▶ **EXERCISE TASK**
Retype the listing below verbatim, line for line, without changing any wording or punctuation.

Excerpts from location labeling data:
☆ ☆ ☆ ☆ ☆

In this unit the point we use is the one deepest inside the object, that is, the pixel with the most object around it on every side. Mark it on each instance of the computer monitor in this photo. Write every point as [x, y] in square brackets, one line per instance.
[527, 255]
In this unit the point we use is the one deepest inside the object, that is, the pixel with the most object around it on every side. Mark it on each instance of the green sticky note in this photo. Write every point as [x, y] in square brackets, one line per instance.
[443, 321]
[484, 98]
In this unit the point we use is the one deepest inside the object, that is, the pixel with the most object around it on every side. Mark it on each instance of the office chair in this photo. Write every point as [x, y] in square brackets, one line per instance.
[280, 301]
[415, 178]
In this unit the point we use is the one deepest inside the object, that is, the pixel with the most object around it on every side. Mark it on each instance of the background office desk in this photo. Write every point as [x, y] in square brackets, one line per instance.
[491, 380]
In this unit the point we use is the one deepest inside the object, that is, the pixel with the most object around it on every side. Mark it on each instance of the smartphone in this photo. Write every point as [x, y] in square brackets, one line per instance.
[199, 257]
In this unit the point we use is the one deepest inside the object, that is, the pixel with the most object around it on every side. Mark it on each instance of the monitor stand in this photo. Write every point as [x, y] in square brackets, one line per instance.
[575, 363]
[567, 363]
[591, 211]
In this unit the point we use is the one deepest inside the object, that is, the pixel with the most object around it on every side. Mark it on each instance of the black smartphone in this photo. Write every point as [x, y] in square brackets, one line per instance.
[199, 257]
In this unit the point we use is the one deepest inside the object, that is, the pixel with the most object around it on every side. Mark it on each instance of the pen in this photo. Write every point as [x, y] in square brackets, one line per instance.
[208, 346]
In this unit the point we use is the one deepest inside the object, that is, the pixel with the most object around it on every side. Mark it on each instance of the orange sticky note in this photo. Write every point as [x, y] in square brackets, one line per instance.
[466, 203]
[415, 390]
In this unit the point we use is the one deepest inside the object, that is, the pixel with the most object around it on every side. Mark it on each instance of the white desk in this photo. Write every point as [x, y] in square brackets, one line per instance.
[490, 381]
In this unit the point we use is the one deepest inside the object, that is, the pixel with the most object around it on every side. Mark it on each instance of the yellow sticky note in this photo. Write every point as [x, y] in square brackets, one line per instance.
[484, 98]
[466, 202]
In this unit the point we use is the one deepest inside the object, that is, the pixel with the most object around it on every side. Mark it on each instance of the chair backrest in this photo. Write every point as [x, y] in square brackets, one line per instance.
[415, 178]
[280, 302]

☆ ☆ ☆ ☆ ☆

▶ **RESULT**
In this unit the point we use is the one deepest inside the object, that is, the pixel with the most object around it on every side. Mark it on each instance of the computer monitor in this photo. Write every point as [x, y] in square brackets, one line per instance.
[527, 255]
In this unit the point we use is the one deepest inside the object, that is, the pixel with the most object around it on every side. Mark it on each instance of the green sticky note in this photo. Write every point as [x, y] in square brackets, one line per instance.
[443, 321]
[484, 98]
In this unit the point we use is the one deepest inside the object, that is, the pixel with the most object around it on every side. Mark it on each instance of the office chair in this photo. Write every point as [x, y] in square brackets, one line per instance.
[280, 301]
[415, 178]
In this unit the point we use is the one deepest inside the object, that is, the pixel with the most object around it on every side. Mark it on each instance of the background office desk in this photo. Write every point as [x, y] in square brackets, one line per instance.
[491, 380]
In this unit the point we use is the one deepest inside the object, that is, the pixel with the most object around it on every side. Mark it on each instance of the smartphone in this photo. Write every point as [x, y] in square brackets, one line per instance.
[199, 257]
In this unit the point we use is the one deepest inside the object, that is, the pixel with the most object around it on every side. Mark it on each instance of the monitor stand in this photo. Write every point as [x, y] in square brackets, one line per instance.
[575, 363]
[567, 363]
[591, 211]
In this unit the point we use is the one deepest inside the object, that is, the pixel with the most object around it on every side. Mark it on each instance of the black smartphone in this photo. Write every point as [x, y] in square brackets, one line per instance.
[199, 257]
In this unit the point we use is the one deepest inside the object, that is, the pixel with the most object around it on every side. Mark it on each instance of the pen in this photo. Write every point as [x, y] in square brackets, one line per instance.
[208, 346]
In this unit the point we use is the one deepest inside the object, that is, the pixel with the most object around it on every side. Mark it on each instance of the orange sticky note in this photo. Write every point as [x, y] in square brackets, one line per instance.
[466, 203]
[415, 390]
In this unit the point we use is the one deepest inside the object, that is, the pixel with the most object around it on every side. Mark it on each instance of the white desk in this photo. Write every point as [x, y] in square brackets, one line per instance.
[490, 381]
In this unit the point we use is the one deepest inside the object, that is, the pixel with the most object around it on every side. Mark it on each instance of the yellow sticky note in this photo. Write every point as [x, y] in square brackets, one line per instance.
[484, 98]
[466, 202]
In this unit the point we use is the one deepest inside the object, that is, the pixel with the most object around it on every side. Mark it on each instance of the chair backrest in this photo. Write every point as [x, y] in square brackets, one line per instance.
[415, 178]
[280, 302]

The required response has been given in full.